* **Yazı**:
┄┄┄┄┄┄┄┄┄┄

Ufaklı tefekli kafelerden birinin gölgeli masalarından
birine geçip "iki çay söyledik
orada". Alan küçük olunca iki
masa sandalye atmışlar yan yana, haliyle dip dibe oluyorsunuz. Benimki
ihtiyaten oturabilir miyiz diye sordu yan masamızdaki beye. İngilizce
"Elbette, hele yanınızda bir hanımefendi varken" diye cevap alınca vay be dedim
Avrupalılık böyle bir şey olmalı :)
Acelemiz olduğundan uzunca sohbet edemedik ama peltek
Türkçeyle "ben komsu, Yunan" diye kendini tanıttı. Beyimiz dedi ki
günübirlik ya da hafta sonları Bulgaristan'dan Yunanistan'dan gelen giden çok
oluyormuş, dikkat edersen hep Bulgarca duyarsın buralarda. Makuldür dedim
ben de cevaben.
Çaylarımızı içerken fotoğraf ve telefonlarımızla fazla
uğraşmayıp günün tadını çıkaralım dedim. Biraz uyduk bu kararımıza, bizimki
profesyonel makina ile çektiği için onu çok engellemedim ama. Bu yazı için fotoğraf istedim ama
istediklerimi vermedi hain:)

┄┄┄┄┄┄┄┄┄┄

* **Veri Listesi**:
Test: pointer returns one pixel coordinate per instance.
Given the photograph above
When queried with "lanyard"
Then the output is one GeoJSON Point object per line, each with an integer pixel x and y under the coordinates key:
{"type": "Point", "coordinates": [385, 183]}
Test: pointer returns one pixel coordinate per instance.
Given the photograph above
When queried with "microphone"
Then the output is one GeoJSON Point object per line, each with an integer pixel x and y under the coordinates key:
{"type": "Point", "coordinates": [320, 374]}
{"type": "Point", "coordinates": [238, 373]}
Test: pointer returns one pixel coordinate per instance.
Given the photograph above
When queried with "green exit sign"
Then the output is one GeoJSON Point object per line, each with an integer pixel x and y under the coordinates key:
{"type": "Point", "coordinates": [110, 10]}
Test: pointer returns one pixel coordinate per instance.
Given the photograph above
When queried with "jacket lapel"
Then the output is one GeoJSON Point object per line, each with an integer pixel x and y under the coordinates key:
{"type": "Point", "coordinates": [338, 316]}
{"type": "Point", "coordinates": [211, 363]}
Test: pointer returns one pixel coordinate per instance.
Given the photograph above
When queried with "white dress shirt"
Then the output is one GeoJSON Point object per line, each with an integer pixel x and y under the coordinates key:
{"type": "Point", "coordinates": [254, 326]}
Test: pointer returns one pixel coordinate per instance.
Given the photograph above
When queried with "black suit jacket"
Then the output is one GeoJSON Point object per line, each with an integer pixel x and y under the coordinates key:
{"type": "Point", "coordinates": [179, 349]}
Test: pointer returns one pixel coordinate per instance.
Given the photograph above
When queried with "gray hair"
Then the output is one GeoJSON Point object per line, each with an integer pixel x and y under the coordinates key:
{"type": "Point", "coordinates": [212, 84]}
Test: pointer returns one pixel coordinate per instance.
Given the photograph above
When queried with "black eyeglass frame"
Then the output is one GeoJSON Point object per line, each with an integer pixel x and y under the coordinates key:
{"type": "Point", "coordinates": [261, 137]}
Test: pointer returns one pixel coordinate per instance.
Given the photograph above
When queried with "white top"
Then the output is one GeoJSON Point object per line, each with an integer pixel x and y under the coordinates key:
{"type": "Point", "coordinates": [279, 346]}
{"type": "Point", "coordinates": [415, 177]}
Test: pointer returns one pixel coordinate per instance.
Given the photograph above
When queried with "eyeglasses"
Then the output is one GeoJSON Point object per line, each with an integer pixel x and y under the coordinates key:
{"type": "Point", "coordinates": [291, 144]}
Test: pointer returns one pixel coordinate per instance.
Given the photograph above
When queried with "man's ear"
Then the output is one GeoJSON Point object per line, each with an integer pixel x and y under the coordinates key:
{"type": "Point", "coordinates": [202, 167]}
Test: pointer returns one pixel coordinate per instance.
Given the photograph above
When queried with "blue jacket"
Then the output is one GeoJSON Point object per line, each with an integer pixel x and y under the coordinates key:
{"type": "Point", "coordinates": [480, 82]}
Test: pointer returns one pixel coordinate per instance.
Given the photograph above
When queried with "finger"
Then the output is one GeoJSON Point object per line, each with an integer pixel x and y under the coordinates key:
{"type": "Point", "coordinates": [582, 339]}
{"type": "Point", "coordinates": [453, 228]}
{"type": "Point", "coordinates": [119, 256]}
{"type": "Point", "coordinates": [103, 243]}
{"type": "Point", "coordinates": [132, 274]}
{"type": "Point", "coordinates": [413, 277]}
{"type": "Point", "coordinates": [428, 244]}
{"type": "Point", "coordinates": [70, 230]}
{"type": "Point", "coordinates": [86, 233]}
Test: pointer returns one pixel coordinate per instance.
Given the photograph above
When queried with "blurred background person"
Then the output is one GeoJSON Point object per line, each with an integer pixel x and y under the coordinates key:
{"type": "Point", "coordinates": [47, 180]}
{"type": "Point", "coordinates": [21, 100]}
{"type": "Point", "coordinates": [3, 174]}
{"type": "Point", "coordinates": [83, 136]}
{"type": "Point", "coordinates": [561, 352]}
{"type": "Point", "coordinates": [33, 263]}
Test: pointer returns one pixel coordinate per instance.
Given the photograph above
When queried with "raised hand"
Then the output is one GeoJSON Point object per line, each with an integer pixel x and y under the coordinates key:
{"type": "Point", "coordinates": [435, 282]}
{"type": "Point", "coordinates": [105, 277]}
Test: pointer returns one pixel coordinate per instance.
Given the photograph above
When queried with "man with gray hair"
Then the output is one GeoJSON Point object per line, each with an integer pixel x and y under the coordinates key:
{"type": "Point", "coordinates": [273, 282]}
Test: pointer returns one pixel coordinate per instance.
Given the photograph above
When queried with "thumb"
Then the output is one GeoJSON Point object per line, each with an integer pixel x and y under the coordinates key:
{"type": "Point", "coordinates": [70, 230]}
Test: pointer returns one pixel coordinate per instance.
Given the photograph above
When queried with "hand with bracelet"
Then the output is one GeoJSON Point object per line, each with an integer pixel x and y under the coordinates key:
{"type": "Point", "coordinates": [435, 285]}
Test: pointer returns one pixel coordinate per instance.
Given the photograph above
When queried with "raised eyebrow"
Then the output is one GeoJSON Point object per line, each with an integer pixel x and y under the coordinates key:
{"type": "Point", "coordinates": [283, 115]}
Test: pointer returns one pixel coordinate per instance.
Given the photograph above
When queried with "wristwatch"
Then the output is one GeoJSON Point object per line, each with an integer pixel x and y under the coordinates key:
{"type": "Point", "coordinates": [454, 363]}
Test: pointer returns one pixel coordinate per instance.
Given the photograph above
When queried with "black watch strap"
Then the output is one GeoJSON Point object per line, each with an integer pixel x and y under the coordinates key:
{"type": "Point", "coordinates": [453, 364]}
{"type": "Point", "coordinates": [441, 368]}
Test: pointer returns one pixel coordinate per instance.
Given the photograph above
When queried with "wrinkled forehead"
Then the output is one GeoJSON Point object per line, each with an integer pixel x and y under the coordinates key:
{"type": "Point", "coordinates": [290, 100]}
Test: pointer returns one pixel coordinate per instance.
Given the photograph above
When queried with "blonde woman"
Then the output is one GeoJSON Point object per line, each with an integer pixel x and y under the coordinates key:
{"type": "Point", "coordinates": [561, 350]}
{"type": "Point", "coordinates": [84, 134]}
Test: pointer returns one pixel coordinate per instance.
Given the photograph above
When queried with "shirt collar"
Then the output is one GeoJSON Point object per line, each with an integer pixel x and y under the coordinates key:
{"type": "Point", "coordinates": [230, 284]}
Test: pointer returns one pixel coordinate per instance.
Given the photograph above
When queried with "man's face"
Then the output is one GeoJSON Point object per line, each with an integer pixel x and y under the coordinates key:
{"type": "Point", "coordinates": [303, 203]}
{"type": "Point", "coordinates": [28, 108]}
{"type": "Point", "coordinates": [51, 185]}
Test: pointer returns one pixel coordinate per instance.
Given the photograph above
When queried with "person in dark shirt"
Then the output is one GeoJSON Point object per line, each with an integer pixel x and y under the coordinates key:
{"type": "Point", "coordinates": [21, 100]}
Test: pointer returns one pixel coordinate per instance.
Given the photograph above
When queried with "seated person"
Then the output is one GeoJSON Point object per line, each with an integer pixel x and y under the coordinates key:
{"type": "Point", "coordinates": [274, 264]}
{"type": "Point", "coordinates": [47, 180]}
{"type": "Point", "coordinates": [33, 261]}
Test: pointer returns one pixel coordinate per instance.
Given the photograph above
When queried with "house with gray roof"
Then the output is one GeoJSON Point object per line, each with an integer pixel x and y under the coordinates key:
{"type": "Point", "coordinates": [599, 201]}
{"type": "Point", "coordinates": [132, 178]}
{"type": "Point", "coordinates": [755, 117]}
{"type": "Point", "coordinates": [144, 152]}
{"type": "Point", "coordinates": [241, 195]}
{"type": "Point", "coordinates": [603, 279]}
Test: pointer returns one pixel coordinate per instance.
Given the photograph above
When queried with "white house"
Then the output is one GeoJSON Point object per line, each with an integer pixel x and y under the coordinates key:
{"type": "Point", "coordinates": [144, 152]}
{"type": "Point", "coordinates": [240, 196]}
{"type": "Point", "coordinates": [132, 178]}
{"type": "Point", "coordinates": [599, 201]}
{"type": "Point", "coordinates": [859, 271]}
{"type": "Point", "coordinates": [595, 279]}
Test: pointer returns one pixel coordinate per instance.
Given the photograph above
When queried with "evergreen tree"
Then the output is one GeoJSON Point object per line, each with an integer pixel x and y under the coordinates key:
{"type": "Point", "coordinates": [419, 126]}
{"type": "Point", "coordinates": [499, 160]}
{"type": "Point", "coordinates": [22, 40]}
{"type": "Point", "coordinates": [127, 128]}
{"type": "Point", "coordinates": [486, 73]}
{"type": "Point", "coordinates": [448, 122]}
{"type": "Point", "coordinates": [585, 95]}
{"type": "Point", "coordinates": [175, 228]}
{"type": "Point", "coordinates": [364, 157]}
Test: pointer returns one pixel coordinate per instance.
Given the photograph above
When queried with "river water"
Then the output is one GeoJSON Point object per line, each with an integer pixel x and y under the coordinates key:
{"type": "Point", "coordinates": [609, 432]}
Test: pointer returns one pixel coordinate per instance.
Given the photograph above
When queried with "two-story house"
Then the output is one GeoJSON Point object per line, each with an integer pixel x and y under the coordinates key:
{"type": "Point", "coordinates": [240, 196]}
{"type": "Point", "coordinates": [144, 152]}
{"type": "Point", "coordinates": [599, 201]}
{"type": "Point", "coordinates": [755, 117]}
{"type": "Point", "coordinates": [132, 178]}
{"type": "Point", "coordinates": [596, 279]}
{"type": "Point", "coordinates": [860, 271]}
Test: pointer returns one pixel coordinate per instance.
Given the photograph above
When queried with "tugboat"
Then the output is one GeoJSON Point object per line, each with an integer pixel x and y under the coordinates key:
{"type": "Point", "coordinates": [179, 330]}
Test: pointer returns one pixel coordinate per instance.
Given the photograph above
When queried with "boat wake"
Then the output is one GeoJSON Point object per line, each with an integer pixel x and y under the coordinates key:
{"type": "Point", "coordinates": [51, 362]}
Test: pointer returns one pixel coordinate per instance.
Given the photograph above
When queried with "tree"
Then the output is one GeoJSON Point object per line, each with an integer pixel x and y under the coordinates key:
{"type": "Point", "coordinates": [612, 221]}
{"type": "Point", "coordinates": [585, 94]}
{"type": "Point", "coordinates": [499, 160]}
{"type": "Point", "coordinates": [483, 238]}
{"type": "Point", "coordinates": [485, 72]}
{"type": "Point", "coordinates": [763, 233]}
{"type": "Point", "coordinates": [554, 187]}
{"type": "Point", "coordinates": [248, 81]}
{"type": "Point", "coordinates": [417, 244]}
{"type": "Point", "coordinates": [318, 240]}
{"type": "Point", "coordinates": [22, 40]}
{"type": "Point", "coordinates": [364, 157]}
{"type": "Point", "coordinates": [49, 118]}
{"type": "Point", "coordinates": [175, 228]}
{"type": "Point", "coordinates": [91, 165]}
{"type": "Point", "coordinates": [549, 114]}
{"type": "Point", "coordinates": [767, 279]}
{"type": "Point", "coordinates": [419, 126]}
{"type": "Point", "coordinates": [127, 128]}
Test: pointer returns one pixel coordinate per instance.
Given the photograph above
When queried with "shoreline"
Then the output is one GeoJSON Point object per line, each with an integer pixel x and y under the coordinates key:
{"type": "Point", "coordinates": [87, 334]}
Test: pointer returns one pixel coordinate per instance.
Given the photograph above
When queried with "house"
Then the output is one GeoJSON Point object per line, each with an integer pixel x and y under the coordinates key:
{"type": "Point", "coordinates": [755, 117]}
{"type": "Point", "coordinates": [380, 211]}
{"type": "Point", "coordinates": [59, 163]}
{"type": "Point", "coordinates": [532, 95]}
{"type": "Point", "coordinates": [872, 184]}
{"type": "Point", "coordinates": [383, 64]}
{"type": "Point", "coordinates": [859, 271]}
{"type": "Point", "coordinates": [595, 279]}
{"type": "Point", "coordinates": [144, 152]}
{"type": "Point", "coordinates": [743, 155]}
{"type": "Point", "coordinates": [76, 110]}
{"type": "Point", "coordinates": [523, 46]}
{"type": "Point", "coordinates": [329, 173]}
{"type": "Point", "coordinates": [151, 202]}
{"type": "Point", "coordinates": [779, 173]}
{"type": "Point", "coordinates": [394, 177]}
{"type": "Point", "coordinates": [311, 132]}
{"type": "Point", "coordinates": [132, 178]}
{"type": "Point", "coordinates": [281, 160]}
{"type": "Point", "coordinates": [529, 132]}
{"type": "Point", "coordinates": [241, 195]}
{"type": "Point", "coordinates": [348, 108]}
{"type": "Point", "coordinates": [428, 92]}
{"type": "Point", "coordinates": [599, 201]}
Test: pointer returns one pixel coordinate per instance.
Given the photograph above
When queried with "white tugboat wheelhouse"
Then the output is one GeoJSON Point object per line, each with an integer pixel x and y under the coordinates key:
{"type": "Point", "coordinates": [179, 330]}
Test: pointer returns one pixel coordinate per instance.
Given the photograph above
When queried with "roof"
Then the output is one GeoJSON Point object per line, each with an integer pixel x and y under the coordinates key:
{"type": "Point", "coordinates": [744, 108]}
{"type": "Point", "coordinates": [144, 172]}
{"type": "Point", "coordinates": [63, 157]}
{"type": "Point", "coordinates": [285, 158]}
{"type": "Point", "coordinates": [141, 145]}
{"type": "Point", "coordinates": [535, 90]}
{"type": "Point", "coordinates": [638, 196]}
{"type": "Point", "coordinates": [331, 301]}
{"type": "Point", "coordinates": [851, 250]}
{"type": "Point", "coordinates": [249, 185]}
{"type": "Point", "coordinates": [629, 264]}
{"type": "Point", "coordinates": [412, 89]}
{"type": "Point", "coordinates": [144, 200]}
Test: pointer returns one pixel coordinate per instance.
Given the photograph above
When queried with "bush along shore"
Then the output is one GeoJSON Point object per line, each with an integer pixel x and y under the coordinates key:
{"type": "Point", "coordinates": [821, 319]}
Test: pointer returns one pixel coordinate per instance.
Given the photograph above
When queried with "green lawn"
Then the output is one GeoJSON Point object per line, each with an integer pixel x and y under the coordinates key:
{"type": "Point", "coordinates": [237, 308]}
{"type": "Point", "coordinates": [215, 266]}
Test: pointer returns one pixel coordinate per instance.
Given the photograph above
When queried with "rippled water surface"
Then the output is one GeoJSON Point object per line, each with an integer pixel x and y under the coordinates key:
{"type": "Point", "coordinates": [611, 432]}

┄┄┄┄┄┄┄┄┄┄

* **Yapılacak İşler**:
(1) Gezi yazısında "Çaylarımızı içerken fotoğraf" ile başlayıp "istediklerimi vermedi hain:)" ile biten kısmın tamamını olduğu gibi kopyalayın.
(2) Gezi yazısına göre şu soruları cevaplayın:
(a) Peltek Türkçeyle kendini tanıtan kişi ne dedi?
(b) Buralarda hep hangi dilin duyulduğu söyleniyor?
(c) Çaylar içilirken neye karar verildi?
(3) Lütfen gezi yazısını kaldığı yerden sürdürün.
Bu çalışmada verilere ihtiyaç yok.

* **Cevaplar**:
(1)
Çaylarımızı içerken fotoğraf ve telefonlarımızla fazla
uğraşmayıp günün tadını çıkaralım dedim. Biraz uyduk bu kararımıza, bizimki
profesyonel makina ile çektiği için onu çok engellemedim ama. Bu yazı için fotoğraf istedim ama
istediklerimi vermedi hain:)

(2)
(a) "ben komsu, Yunan" dedi.
(b) Bulgarca.
(c) Fotoğraf ve telefonlarla fazla uğraşmayıp günün tadını çıkarmaya.

(3)
Çaylardan sonra, kılavuz ufak ve sıradan bir çarşı olduğunu
beyan etse de Ali Paşa Çarşısı'na
girdik. Selimiye ziyareti için eşarp
koymayı unutmuştum çantama. Beş liraya şık bir eşarp aldım. Vakit sınırlı
olunca oyalanamadım tabii. Yoksa biz kadınlar severiz böyle incikli boncuklu
yerlerde dolaşmayı:) 2.5 liraya da bir ahşap Edirne magneti aldım, illa somut
bir hatıra olsun istedim.
Çarşıdan caddeye doğru çıkınca Selimiye zaten görünüyor.
Bahsettiğim yerler aynı meydanın çevresinde zaten. Yakın yerler.
Selimiye'nin hemen yanıbaşında Üç Şerefeli Camii vardı ama onu ziyaret etmek istemedim. Vakit de -biliyorsunuz
artık- dardı:)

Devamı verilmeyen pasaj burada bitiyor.